---- SOURCE PASSAGE

How To Work Remotely And Stay Productive

How To Work Remotely And Stay Productive

With long commutes, increased traffic, limited job opportunities, and, not to mention, unpredictable pandemics, many people are finding it difficult to get out and go to work, build an income, and provide for a family.

All of this presents an opportunity for you to consider working remotely. After all, this is something that’s been on your mind, or you wouldn’t be reading this.

However, when it comes to working remotely, there is a lot more to it than you might think. First, you need to know how to work remotely, as it’s involves many changes if you’re coming from a standard job.

There is also staying productive and gaining a profit, too. With more people indoors and not working, people are going to be more conservative with their money. With these things in mind, here is a guide to help you get on track and address these issues.

How Can I Get Remote Jobs?

--------

(WHAT YOU WILL DO)
Please copy the remote-work passage from "There is also" to "address these issues.", substituting "careful" for "conservative".

---- STORED DATA

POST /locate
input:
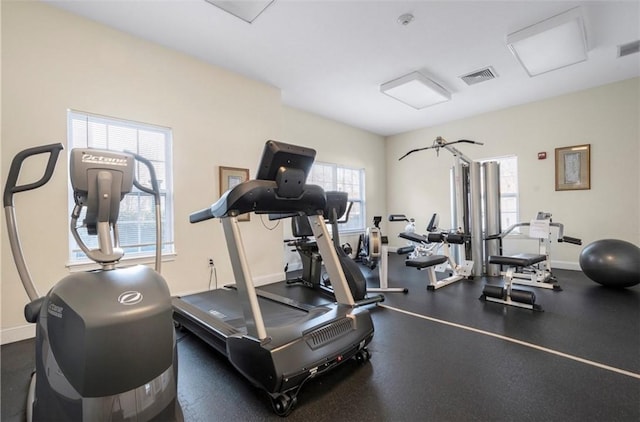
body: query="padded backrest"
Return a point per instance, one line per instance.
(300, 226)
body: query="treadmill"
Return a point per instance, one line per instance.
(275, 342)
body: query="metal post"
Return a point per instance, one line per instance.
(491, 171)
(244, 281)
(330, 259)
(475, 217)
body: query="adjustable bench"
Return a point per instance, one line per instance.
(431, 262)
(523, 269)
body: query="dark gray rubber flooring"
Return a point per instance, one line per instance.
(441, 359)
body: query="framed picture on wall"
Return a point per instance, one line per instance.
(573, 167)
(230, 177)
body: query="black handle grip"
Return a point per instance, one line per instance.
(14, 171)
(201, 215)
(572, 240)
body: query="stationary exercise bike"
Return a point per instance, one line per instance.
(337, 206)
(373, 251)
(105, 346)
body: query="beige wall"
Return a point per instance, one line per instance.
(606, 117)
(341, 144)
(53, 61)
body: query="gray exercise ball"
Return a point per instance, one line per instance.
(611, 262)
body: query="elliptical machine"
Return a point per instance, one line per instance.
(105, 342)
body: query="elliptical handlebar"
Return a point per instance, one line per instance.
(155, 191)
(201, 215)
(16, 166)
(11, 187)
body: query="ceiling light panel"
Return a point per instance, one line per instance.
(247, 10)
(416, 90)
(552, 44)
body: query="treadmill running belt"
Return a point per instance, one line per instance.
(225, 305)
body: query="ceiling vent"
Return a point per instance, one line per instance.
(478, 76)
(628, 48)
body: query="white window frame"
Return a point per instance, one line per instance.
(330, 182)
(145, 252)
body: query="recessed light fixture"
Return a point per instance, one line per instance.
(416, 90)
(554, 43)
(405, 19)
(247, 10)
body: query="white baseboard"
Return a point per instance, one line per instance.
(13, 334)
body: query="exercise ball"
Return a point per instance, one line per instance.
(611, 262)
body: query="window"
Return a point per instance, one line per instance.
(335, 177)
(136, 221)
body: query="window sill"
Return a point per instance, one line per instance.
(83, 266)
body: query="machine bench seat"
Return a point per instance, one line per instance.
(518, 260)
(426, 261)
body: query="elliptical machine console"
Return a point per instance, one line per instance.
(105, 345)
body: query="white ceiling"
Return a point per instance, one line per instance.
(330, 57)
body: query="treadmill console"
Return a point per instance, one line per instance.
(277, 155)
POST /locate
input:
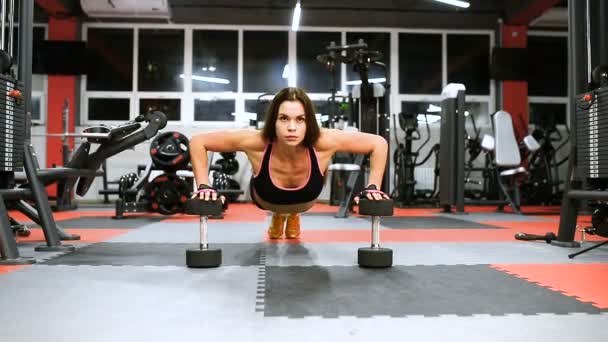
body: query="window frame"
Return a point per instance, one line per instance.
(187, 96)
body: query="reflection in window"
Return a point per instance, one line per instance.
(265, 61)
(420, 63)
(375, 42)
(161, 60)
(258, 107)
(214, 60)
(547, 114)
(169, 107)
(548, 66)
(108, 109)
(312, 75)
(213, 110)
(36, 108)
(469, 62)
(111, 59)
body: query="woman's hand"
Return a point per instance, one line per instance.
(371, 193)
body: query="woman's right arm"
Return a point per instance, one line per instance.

--------

(RESULT FOR THIS EXERCISE)
There is also staying productive and gaining a profit, too. With more people indoors and not working, people are going to be more careful with their money. With these things in mind, here is a guide to help you get on track and address these issues.